Reproduce each of the rows below character for character.

- - - -

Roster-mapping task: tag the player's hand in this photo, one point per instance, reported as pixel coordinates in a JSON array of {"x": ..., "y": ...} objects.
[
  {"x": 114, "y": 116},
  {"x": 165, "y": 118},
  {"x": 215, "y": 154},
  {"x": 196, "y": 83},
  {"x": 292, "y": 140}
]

- - - -

■ Exercise solution ■
Roster-mapping task: tag the player's hand in this photo, one point per instance, reported as pixel coordinates in a JSON array of {"x": ..., "y": ...} objects.
[
  {"x": 114, "y": 116},
  {"x": 165, "y": 118},
  {"x": 215, "y": 154},
  {"x": 196, "y": 83},
  {"x": 292, "y": 140}
]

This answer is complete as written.